___ Data to use

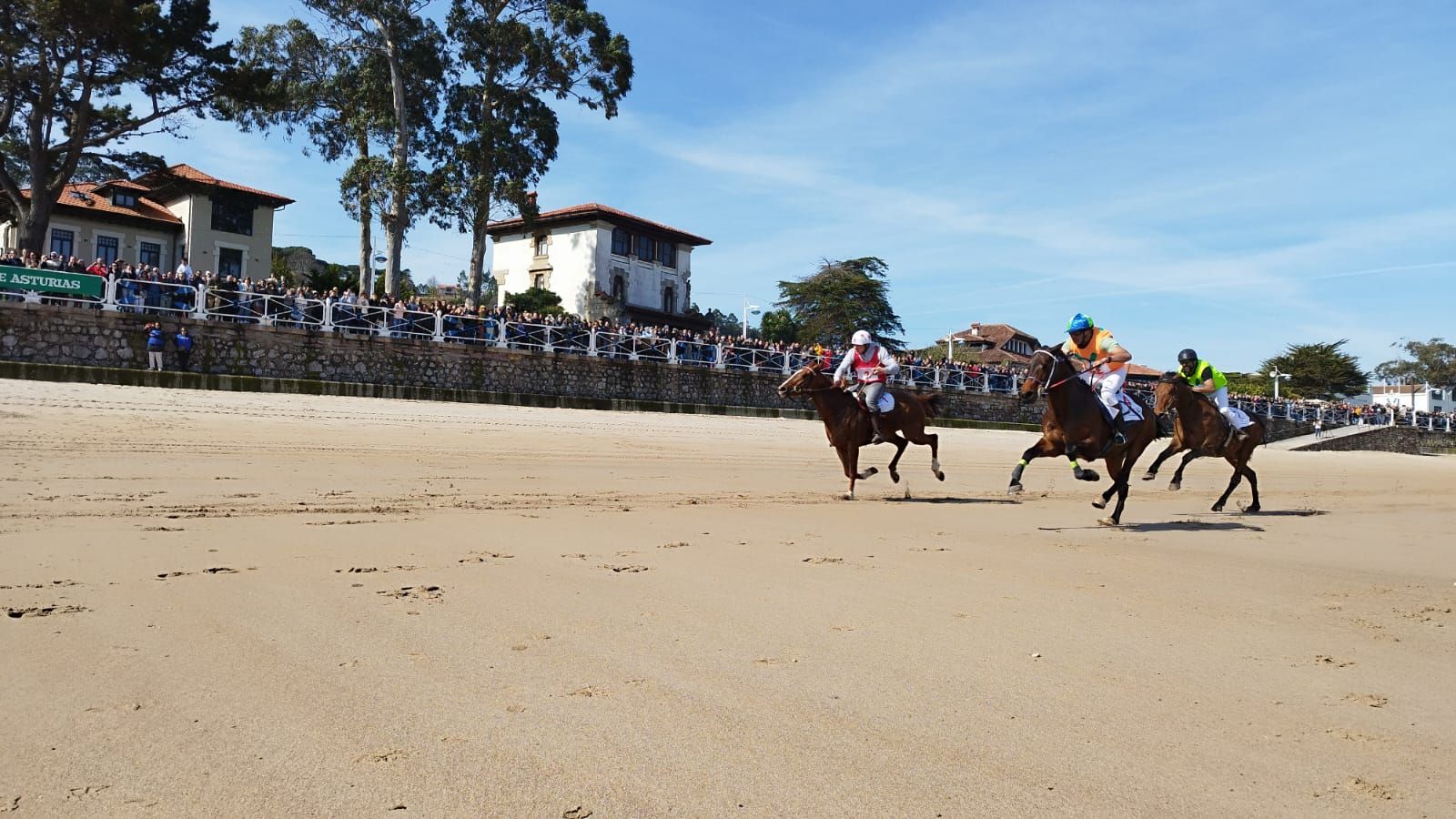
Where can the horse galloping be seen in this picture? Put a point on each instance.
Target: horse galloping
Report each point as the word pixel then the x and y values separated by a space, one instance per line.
pixel 848 424
pixel 1077 424
pixel 1201 430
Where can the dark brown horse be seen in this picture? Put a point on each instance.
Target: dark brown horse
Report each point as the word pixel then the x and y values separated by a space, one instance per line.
pixel 849 429
pixel 1201 430
pixel 1075 424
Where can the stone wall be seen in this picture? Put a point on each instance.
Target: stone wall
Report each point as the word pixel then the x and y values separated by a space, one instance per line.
pixel 46 334
pixel 1404 440
pixel 261 358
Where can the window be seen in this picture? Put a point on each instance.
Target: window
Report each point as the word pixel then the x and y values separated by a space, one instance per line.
pixel 149 252
pixel 229 261
pixel 106 248
pixel 232 216
pixel 63 242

______

◆ **Instructions for the task**
Change "instance" to "occurrence" throughout all the entries above, keeping everything else the same and leaving out the pictures.

◆ **Worked solution**
Where can the horse galloping be seen in this picture? Put a point on each occurrence.
Target: horse galloping
Report each point as the word pixel then the x and y values separated by a space, one occurrence per line.
pixel 848 424
pixel 1077 424
pixel 1201 430
Where can the dark brown horse be seen in this picture? Put a point on each occurrence.
Target: dark brown horse
Report each point as the word pixel then the x and y values separated by a space, one occurrence per line.
pixel 849 429
pixel 1201 430
pixel 1075 424
Where can the stone wall be seen in this picture? Put a point on each occurrence.
Target: stone wall
Report each point as the word pixel then the x and y values separated by a space, one occurrence per line.
pixel 46 334
pixel 1404 440
pixel 261 358
Where can the window be seen in this picture? Put a point on each occurrence.
Target: window
Report each point as the word pixel then the x and y values separated by a space, one occurrence per line.
pixel 149 252
pixel 229 261
pixel 106 248
pixel 232 216
pixel 63 242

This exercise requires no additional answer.